Text passage:
Levenberg-Marquardt Optimization

Updated 17 February 2026

Levenberg-Marquardt is an iterative method for nonlinear least-squares that dynamically adjusts a damping parameter to balance between Gauss–Newton and gradient descent.
It achieves robust local convergence with linear to quadratic rates and is applied in parameter estimation, machine learning, and inverse problems.
Enhancements like adaptive damping, singular scaling, and matrix-free implementations boost its stability and performance for ill-conditioned and large-scale issues.

The Levenberg–Marquardt (LM) optimization algorithm is a prominent iterative method for solving nonlinear least-squares problems. It serves as an interpolation between the Gauss–Newton algorithm and gradient descent by dynamically adjusting a damping (regularization) parameter. Across its diverse applications—including parameter estimation, machine learning, inverse problems, and trajectory design—the LM method is characterized by robust local convergence and the ability to control update magnitudes, making it especially effective in scenarios involving ill-conditioned or highly nonlinear models.

1. Mathematical Foundations and Classical Formulation

The standard LM method addresses the minimization of sum-of-squares objectives of the form

$\min_{x\in\mathbb{R}^n}~f(x) = \frac{1}{2} \|F(x)\|^2,$

where $F:\mathbb{R}^n\to\mathbb{R}^m$ is twice continuously differentiable. The method forms a local quadratic (Gauss–Newton) model at iterate $x_k$ : $m_k(s) = \frac{1}{2} \|F(x_k) + J_k s\|^2 + \frac{1}{2} \lambda_k \|s\|^2,$ with $J_k = J(x_k) = \nabla F(x_k)$ and a scalar damping parameter $\lambda_k > 0$ . The LM update is obtained by solving

$(J_k^T J_k + \lambda_k I) s_k = -J_k^T F(x_k),$

so that $x_{k+1} = x_k + s_k$ (Bergou et al., 2020, Philipps et al., 2020). As $\lambda_k\to 0$ , LM becomes Gauss–Newton; as $\lambda_k \to \infty$ , it recovers gradient descent.

In maximum likelihood estimation for exponential families, LM generalizes to

$\theta^{(t+1)} = \theta^{(t)} - [H_l(\theta^{(t)}) + \gamma^{(t)}P(\theta^{(t)})]^{-1} s(\theta^{(t)}),$

where $H_l$ is the observed Hessian and $P$ is a user-chosen negative-definite penalty, often $P = \operatorname{diag} H_l$ (Giordan et al., 2014).

What the exercise asks:
Carry on the passage on Levenberg–Marquardt optimization from its last sentence. The lines that come after this have no connection to the Levenberg–Marquardt passage.

Rows:
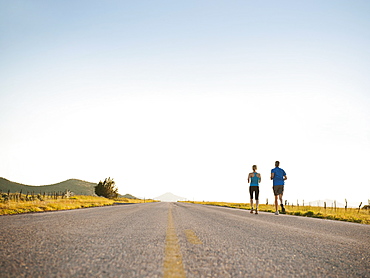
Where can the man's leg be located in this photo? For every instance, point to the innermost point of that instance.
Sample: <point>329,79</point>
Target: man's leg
<point>281,203</point>
<point>276,202</point>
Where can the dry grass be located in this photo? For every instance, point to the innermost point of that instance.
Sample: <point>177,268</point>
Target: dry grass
<point>135,201</point>
<point>50,204</point>
<point>76,202</point>
<point>350,215</point>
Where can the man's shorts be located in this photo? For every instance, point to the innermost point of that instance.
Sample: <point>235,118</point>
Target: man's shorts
<point>278,189</point>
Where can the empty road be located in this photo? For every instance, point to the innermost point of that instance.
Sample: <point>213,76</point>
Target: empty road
<point>179,240</point>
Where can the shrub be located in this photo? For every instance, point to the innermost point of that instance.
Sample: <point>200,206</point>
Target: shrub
<point>107,189</point>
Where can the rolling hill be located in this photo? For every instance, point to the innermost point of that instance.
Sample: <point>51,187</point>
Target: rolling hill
<point>78,187</point>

Output below:
2. Damping Parameter Adaptation and Trust-Region Interpretation

The choice and update of the damping parameter $\lambda_k$ critically affect LM performance. Standard update strategies involve decrease of $\lambda_k$ when a step yields sufficient reduction in $f(x)$ (step acceptance), and increase otherwise:

If $f(x_k + s_k) < f(x_k)$ , then $\lambda_{k+1} = \rho \lambda_k$ , $\rho \in (0,1)$ ;
Else, $\lambda_{k+1} = \tau \lambda_k$ , $\tau > 1$ (Protic et al., 2021). The "gain ratio"

$\rho_k = \frac{f(x_k) - f(x_k + s_k)}{m_k(0) - m_k(s_k)}$

can be used to refine updates, as in $\lambda_{k+1} = \lambda_k \max\{1/3, 1-(2\rho_k-1)^3\}$ if $\rho_k > 0$ (Giordan et al., 2014, Philipps et al., 2020, Nadjiasngar et al., 2011). This dynamic adjustment underpins the trust-region interpretation of LM, constraining step size to maintain stability and guarantee monotonic decrease of the residual norm.

3. Convergence Properties: Local and Global Behavior

The LM method is globally convergent under mild regularity and bounded level-set assumptions. For the unconstrained case, if $F$ is twice differentiable and the Jacobian is Lipschitz and bounded, the sequence $\{x_k\}$ converges to stationary points of $f$ , and an upper bound on the number of iterations to achieve gradient norm $\leq \epsilon$ is $\widetilde{O}(\epsilon^{-2})$ (Bergou et al., 2020).

Local convergence is guaranteed to be at least linear, and becomes quadratic in the so-called "zero-residual" regime (true solution $F(x_*) = 0$ ) provided the error-bound condition holds: $\operatorname{dist}(x, X^*) \leq M \|F(x) - F(\bar{x})\|,$ where $X^*$ is the set of minimizers. In the nonzero-residual case, the rate is linear (Bergou et al., 2020). For nonlinear inverse problems and certain regularized settings, it is possible to ensure quadratic local convergence by adaptively choosing regularization to match the data misfit (Daijun et al., 2015).

4. Algorithmic Enhancements and Generalizations

Numerous variants of the classical LM algorithm have been developed to address specific difficulties:

Singular Scaling: Incorporating possibly rank-deficient regularization matrices $L^T L$ to enforce smoothness or problem structure, notably in inverse problems with ill-posedness (Boos et al., 2023).
Robust Estimation: Employing LM within robust objective functions, such as LOVO (Lower Order-value Optimization), to downweight outliers. Here, at each iteration, the algorithm restricts to residuals of lowest magnitude, updating the active set and recalculating the LM step (Castelani et al., 2019).
q-Generalization: Replacing classical derivatives with q-derivatives to enhance global search properties and escape shallow local minima (Protic et al., 2021).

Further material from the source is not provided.